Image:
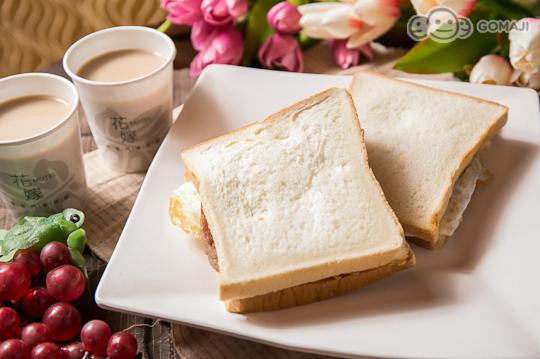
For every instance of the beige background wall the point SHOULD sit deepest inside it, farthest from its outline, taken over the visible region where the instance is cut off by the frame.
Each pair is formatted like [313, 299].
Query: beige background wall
[36, 33]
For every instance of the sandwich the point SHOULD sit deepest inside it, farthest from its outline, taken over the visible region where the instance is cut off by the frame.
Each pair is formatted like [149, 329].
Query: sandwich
[288, 208]
[425, 146]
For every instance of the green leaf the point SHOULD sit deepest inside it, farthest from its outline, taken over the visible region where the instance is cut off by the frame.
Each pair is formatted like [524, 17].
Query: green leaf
[257, 29]
[504, 8]
[35, 232]
[77, 240]
[430, 57]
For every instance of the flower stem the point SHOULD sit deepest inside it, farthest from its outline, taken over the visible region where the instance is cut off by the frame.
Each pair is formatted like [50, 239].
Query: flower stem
[165, 26]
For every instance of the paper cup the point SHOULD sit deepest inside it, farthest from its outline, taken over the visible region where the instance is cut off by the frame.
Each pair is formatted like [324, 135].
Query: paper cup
[43, 173]
[128, 119]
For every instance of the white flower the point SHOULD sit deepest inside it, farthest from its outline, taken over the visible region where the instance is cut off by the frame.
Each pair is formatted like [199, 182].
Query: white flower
[525, 45]
[492, 69]
[460, 7]
[526, 79]
[359, 21]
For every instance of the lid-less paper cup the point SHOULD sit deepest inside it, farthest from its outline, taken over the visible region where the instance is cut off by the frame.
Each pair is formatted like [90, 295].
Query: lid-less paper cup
[128, 119]
[43, 173]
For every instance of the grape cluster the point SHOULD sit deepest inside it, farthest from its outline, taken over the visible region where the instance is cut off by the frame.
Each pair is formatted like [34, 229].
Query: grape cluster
[38, 318]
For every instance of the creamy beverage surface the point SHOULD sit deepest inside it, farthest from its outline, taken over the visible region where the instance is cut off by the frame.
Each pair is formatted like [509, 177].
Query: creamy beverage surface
[30, 115]
[121, 65]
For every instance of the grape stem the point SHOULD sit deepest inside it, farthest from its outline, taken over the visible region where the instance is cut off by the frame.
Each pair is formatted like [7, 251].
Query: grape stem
[142, 325]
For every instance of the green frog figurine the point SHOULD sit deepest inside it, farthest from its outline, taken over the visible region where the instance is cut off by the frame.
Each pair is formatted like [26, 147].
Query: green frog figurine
[35, 232]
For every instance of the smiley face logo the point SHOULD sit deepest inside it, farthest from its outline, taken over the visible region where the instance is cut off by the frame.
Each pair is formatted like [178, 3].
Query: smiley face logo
[417, 27]
[441, 24]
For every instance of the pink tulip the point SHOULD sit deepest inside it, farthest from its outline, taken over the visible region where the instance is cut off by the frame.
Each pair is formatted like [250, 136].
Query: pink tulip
[225, 48]
[182, 12]
[202, 34]
[284, 17]
[221, 12]
[346, 57]
[282, 52]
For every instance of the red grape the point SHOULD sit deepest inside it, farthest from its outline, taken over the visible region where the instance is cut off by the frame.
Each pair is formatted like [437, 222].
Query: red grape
[46, 351]
[30, 258]
[10, 323]
[53, 255]
[35, 333]
[122, 345]
[73, 350]
[64, 321]
[14, 281]
[14, 349]
[36, 301]
[66, 283]
[95, 335]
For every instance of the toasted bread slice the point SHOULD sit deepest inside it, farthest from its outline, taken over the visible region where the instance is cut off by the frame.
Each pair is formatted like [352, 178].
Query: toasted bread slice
[419, 141]
[291, 200]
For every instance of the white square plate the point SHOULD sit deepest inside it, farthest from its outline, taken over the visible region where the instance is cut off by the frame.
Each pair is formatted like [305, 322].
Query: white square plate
[477, 297]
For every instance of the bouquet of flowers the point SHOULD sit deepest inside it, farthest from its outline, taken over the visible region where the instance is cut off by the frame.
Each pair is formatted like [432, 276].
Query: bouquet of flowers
[275, 34]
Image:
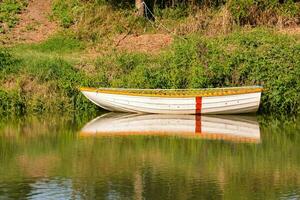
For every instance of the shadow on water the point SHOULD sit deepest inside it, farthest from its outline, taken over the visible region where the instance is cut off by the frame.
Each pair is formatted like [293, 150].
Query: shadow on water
[132, 156]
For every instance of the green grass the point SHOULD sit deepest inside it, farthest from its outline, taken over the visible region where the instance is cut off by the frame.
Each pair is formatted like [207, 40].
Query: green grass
[44, 77]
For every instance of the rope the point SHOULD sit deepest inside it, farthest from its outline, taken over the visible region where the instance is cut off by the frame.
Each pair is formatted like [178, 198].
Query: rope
[159, 23]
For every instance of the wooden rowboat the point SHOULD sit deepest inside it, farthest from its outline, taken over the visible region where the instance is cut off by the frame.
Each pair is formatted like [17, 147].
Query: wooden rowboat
[177, 101]
[234, 128]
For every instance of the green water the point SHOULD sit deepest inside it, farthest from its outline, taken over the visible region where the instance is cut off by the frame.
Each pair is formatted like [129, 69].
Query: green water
[47, 158]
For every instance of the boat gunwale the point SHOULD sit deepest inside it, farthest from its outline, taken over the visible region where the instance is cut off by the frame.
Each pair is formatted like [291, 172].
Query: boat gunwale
[176, 93]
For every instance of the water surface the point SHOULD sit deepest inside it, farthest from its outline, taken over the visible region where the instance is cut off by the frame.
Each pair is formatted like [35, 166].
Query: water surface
[129, 156]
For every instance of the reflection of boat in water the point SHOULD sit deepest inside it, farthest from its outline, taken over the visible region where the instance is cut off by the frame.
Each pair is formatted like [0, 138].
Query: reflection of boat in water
[224, 127]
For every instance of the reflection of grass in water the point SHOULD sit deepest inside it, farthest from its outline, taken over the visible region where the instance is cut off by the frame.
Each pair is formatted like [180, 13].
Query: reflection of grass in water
[185, 163]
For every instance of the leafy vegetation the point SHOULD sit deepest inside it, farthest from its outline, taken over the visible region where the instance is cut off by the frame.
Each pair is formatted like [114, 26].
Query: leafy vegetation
[255, 57]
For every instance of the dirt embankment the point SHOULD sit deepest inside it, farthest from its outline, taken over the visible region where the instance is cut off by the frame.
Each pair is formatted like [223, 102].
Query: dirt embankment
[34, 25]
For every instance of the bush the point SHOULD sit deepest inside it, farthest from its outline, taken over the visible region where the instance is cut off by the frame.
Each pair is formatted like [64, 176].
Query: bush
[257, 57]
[8, 63]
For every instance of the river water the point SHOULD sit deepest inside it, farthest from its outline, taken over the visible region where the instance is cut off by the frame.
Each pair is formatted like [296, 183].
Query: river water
[131, 156]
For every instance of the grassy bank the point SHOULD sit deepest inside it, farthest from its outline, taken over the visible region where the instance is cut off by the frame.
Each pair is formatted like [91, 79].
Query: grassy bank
[44, 77]
[225, 46]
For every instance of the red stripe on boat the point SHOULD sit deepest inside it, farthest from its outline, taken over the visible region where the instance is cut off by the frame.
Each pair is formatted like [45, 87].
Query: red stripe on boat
[198, 105]
[198, 124]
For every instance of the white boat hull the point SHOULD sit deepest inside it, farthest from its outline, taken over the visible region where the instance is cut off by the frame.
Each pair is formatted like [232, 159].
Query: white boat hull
##############################
→ **Assigned task**: Using the material above, please count the lines in which the word "hull" occurs and give the number with nothing added.

→ **Solution to this problem**: 2